Vous pensiez que les mots Madonna, trompette au Liban, disparition en mer à Tahiti et Michael Jordan n’iraient pas ensemble ? Que nenni, Bison Dele a, on peut dire, réalisé ce Grand Chelem pour devenir l’une des énigmes de la Grande Ligue. Voici son histoire.


Des débuts contrastés


Toute bonne histoire a son commencement, et le voici. 1969, non pas année lunaire (quoique vu le personnage) mais celle de naissance de Brian Williams le 6 avril dans la charmante petite bourgade de Fresno en Californie. Fils du chanteur des Platters (mais si vous connaissez « Onnnlyyyy youuuuu… », désolé si cette chanson va vous hanter désormais), Eugene, de son prénom, baignera toujours dans cet univers de star durant sa vie à double tranchant. Il découvre le basket durant ses années de lycée à Santa Monica où son maillot est retiré par ailleurs (retirer un maillot signifie que plus aucun autre joueur ne jouera avec son numéro, la quintessence pour un basketteur), signe d’une grande carrière ? Ne soyez pas si prompts. Il obtient une bourse à l’université du Maryland pour éclabousser de son talent le championnat universitaire au poste de pivot, la lumière de la NBA brille au loin. Mais (car dans toute bonne histoire il y a un mais) Brian possède un caractère bien trempé et ne s’entend pas toujours avec ses coachs et, comme nous le savons, la clé pour réussir avec la balle orange est l’entente coach-joueur ! Malgré tout, il traverse les Etats-Unis pour atterrir à l’Université d’Arizona où les scouts (recruteurs) NBA se bousculent pour le voir jouer, la NBA n’est plus un rêve mais bel et bien un objectif.

● **Consigne**: Poursuivez l'article sur Bison Dele à partir de sa dernière phrase. Les items n'ont aucun rapport avec l'article sur Bison Dele.

● **Matériel présenté**:

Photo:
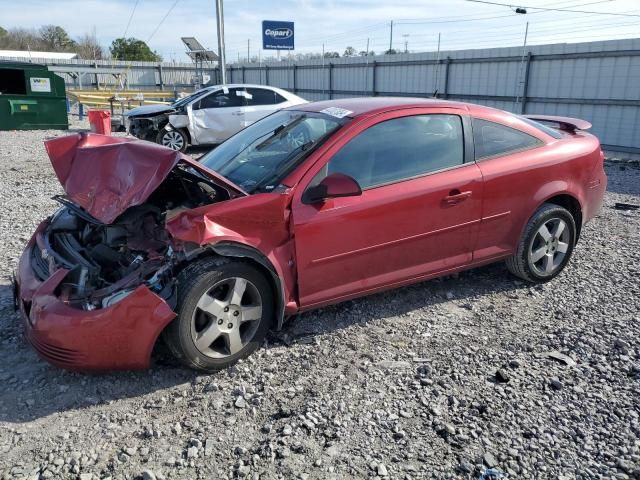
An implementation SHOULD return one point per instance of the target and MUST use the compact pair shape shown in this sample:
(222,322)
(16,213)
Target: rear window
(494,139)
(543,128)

...

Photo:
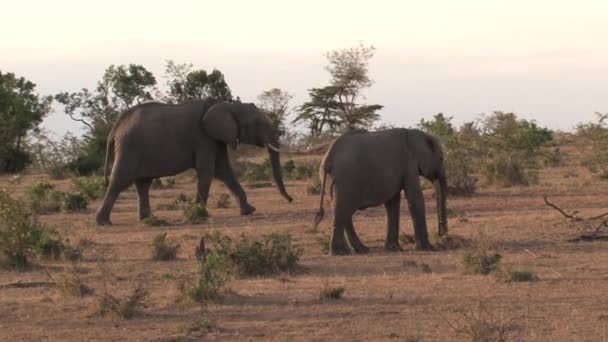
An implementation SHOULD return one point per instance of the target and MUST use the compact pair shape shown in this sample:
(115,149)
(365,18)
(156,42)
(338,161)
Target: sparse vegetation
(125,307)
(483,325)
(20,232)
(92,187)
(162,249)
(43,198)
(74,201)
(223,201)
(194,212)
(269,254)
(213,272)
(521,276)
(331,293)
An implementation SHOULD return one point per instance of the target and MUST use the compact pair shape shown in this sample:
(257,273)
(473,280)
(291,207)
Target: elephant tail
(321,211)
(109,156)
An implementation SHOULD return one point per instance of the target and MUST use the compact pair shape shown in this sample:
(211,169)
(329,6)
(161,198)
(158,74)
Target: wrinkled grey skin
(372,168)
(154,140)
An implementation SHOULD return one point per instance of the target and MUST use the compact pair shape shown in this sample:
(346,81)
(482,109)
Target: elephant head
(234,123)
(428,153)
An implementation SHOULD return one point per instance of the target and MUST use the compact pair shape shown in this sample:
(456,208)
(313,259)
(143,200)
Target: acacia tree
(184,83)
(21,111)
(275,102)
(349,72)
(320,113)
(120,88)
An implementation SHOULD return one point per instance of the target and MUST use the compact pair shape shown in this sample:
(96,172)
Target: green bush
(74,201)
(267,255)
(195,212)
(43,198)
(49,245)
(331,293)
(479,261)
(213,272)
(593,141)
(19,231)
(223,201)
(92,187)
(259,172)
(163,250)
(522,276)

● **Réponse ci-dessous**:
Plongeon dans le grand bain


“With the tenth pick of the 1991 NBA Draft The Orlando Magic select Brian Williams” tels sont les mots du commissionneur de la NBA David Stern pour accueillir dans le monde merveilleux de la Grande Ligue notre Brian Williams. Orlando sera sa première franchise, avec qui il partagera le poste de pivot avec Shaquille O’Neal, véritable légende de ce sport. Durant deux saisons, il assure cinq points de moyenne mais les minutes ne sont pas trop avec lui, seulement cinq par match sur quarante-huit jouées. C’est pour cela que, connaissant le caractère ambitieux qui lui colle à la peau, Orlando l’envoie alors à Denver. Résultat : encore deux saisons à cirer le banc et dépasser les huit points de moyenne, où il croisera également un autre grand pivot emblématique congolais, Dikembe Mutombo. Alors qu’il est dixième choix de draft (chaque année la NBA organise un évènement où les franchises sélectionnent leurs futurs joueurs sortis de l’université ; soixante y sont choisis en fonction de leur talent, donc dixième c’est pas rien) pour ne pas dépasser les dix points de moyenne et avoir des relations tendues avec ses coachs pendant quatre ans, Brian n’est plus l’étoile montante de l’université.
Pour le moment on s’ennuie un peu vous trouvez pas ? C’est juste l’histoire d’un joueur banal de NBA comme il en existe des milliers, mais attendez, ce n’est que la partie émergée de l’iceberg.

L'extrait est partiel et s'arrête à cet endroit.